_Obiettivo_. Sostituisci "Query" con "Search" in tutte le voci qui sotto e riscrivi le righe lasciando invariato tutto il resto.

[Voci archiviate del dataset]
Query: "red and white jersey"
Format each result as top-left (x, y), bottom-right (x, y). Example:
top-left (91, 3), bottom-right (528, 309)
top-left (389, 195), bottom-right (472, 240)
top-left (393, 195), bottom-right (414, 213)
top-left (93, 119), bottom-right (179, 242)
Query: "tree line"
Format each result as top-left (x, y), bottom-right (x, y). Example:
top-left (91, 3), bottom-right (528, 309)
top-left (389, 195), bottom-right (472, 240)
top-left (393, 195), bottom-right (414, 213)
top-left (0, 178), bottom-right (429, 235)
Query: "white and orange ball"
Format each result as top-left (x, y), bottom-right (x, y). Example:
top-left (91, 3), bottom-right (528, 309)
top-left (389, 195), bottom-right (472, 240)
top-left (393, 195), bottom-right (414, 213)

_Risposta seguente_.
Search: "red and white jersey"
Format each result as top-left (x, y), bottom-right (x, y). Example:
top-left (91, 3), bottom-right (528, 309)
top-left (389, 195), bottom-right (472, 240)
top-left (393, 195), bottom-right (414, 213)
top-left (93, 119), bottom-right (179, 242)
Search: "tree line"
Format each result as top-left (x, y), bottom-right (x, y). Example:
top-left (91, 3), bottom-right (528, 309)
top-left (389, 195), bottom-right (472, 240)
top-left (393, 195), bottom-right (414, 213)
top-left (0, 178), bottom-right (429, 235)
Search: "white and orange ball"
Format each result as top-left (x, y), bottom-right (x, y). Example:
top-left (91, 3), bottom-right (528, 309)
top-left (389, 195), bottom-right (472, 240)
top-left (393, 195), bottom-right (414, 213)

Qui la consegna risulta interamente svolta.